(Records contained in a dataset)
== == ==

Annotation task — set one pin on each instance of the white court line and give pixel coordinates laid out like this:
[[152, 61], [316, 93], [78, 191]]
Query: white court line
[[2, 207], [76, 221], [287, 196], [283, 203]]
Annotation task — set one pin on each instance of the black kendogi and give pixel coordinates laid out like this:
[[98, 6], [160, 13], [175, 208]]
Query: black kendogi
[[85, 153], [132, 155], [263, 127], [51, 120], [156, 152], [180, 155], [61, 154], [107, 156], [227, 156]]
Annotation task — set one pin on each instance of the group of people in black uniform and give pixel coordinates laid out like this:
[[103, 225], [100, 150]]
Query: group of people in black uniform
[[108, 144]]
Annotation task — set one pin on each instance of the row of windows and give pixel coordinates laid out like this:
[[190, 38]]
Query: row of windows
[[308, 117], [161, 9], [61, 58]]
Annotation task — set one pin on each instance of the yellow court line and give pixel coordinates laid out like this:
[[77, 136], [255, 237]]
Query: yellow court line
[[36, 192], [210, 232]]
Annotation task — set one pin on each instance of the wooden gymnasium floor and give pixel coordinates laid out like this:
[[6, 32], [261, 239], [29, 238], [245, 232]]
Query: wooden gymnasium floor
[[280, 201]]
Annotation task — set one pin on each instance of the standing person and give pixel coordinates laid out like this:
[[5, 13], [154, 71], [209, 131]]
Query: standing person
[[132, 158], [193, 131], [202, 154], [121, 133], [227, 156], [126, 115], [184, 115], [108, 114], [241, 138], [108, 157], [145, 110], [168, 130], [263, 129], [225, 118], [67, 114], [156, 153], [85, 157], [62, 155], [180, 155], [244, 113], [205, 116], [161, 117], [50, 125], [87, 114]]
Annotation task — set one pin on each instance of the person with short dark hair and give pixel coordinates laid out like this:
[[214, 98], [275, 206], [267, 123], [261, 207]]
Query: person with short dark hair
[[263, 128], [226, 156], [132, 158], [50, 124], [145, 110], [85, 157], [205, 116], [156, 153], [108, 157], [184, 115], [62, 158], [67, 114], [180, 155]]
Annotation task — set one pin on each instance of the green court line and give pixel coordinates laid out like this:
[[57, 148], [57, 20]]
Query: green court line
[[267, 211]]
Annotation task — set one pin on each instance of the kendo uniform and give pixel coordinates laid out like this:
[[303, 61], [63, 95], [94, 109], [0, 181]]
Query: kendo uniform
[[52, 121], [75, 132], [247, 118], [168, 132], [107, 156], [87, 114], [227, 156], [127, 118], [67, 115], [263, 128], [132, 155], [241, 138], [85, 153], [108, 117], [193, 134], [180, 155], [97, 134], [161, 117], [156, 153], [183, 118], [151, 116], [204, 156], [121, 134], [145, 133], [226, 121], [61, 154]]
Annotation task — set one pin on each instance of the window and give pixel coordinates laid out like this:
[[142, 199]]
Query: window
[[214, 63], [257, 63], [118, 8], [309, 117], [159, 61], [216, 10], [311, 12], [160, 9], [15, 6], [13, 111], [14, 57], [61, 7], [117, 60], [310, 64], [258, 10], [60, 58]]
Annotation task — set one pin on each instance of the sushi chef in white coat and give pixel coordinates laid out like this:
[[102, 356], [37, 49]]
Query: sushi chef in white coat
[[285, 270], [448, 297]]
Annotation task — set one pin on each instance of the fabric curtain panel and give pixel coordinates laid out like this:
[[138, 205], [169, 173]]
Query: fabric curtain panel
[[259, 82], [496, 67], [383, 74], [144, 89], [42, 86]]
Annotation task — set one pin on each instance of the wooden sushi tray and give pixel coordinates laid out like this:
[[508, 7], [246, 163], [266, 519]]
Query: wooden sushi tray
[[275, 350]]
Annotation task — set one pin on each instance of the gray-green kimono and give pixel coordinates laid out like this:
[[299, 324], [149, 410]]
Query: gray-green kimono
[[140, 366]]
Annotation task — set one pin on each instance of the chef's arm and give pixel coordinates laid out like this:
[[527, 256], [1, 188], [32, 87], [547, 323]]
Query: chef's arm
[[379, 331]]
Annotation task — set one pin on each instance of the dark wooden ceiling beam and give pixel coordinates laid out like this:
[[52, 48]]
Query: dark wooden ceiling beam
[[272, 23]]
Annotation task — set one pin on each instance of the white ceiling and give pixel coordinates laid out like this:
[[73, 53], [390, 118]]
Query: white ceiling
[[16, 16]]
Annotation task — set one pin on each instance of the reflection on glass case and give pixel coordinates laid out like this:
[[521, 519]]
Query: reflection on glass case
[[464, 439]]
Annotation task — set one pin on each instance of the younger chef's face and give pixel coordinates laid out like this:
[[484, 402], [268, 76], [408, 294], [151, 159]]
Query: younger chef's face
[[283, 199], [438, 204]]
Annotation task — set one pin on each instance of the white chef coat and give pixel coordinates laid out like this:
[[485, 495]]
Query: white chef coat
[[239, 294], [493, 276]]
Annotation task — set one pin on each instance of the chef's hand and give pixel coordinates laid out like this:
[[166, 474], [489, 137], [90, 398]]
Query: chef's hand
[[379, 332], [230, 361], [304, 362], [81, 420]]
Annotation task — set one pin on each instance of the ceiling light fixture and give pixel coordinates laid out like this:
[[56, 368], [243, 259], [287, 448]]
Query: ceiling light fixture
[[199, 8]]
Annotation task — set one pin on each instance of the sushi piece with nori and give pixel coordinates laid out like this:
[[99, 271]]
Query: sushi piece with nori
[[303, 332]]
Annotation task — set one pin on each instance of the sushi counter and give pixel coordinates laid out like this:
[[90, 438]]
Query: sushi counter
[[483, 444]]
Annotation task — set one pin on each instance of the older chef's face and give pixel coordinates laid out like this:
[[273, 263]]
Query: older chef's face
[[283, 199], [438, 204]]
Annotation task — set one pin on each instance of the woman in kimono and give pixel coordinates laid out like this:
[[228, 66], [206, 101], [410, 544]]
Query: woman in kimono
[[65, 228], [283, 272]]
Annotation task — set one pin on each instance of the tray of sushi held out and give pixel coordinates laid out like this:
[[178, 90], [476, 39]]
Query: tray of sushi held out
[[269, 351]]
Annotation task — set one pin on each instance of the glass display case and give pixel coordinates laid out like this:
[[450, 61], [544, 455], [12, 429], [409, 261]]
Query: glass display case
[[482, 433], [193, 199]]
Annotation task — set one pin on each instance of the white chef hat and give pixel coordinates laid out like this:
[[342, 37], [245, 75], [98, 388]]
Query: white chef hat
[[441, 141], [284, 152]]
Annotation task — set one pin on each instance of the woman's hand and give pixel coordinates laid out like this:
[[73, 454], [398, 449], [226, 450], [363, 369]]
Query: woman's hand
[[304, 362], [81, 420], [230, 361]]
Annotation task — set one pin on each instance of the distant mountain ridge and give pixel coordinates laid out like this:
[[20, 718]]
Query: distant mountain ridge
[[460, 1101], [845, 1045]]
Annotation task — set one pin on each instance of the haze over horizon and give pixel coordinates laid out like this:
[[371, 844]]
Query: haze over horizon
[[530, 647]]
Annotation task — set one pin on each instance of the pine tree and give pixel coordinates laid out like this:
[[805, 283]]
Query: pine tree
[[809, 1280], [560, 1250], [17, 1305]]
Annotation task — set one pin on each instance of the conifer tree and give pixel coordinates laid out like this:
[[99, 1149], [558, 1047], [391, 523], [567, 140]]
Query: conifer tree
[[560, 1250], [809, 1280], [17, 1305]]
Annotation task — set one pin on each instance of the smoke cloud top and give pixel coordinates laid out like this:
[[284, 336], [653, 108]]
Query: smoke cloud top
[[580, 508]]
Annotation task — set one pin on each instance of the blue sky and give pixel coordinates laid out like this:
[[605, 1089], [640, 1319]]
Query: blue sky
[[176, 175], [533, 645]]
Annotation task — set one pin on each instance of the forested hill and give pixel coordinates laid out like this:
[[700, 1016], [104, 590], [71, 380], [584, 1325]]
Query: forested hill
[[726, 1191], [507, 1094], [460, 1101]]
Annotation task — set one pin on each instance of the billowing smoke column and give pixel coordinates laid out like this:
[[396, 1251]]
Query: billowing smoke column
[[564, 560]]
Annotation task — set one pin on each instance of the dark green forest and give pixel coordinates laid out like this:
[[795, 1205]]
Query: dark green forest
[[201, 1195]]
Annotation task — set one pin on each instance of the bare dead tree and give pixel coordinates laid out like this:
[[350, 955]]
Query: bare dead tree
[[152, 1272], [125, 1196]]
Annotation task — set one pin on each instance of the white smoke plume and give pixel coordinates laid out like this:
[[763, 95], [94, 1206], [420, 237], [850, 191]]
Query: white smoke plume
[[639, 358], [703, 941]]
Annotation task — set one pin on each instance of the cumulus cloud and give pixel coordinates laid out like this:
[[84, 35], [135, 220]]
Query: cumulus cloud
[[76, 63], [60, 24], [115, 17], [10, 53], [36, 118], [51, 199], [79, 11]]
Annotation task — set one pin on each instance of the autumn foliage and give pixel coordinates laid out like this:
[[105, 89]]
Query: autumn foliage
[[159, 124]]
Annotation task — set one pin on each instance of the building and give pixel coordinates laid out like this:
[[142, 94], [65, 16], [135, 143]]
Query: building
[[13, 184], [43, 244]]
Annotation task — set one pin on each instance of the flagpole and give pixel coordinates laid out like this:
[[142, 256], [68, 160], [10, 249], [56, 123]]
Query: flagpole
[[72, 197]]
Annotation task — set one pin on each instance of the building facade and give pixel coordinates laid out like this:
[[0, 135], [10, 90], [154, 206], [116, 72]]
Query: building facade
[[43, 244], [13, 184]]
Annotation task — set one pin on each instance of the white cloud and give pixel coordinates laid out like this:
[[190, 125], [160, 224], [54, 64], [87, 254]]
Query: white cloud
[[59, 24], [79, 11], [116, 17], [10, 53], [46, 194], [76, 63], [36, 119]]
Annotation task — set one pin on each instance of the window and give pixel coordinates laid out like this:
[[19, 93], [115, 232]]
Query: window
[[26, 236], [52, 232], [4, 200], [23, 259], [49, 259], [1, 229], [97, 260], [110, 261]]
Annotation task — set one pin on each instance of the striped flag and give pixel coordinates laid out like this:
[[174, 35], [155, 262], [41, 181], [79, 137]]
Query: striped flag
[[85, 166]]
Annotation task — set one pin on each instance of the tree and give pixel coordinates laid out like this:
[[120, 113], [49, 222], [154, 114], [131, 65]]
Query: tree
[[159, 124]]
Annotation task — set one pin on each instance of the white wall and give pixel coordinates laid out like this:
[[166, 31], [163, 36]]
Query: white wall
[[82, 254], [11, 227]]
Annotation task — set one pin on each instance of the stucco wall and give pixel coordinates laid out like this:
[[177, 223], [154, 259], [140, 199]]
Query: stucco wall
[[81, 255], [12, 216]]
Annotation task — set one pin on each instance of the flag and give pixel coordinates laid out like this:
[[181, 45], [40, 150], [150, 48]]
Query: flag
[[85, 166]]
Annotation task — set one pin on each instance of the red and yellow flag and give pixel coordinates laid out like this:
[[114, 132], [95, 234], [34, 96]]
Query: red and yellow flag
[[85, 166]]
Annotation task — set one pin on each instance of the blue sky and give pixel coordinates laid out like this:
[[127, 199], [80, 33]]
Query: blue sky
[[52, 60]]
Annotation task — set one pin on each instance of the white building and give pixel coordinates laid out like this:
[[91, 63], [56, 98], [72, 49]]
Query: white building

== == ==

Activity —
Nothing but the lines from the top of the entries above through the line with "[[77, 136], [255, 237]]" should be set down, each exactly as written.

Answer for this exercise —
Annotation task — set one pin on each instance of the white court line and give pixel coordinates laid out like this:
[[152, 61], [316, 93], [78, 191]]
Query: white court line
[[2, 207], [76, 221], [287, 196], [283, 203]]
Annotation task — set one pin on each instance of the black kendogi and give pixel coordinates laid out like this:
[[98, 6], [160, 13], [175, 208]]
Query: black kendogi
[[85, 153], [132, 155], [263, 127], [51, 120], [156, 152], [180, 155], [61, 154], [107, 156], [227, 156]]
Annotation task — set one pin on each instance of the group of people in black uniform and give pixel coordinates laid out like this:
[[103, 225], [100, 150]]
Query: group of people in black uniform
[[108, 144]]
Annotation task — set one pin on each instance of the row of windows and give pixel coordinates laid out like this:
[[190, 38]]
Query: row of windows
[[308, 117], [161, 9], [61, 58]]
Annotation task — set one pin on each instance of the yellow court line and give pixel coordinates laid out like this:
[[77, 136], [255, 237]]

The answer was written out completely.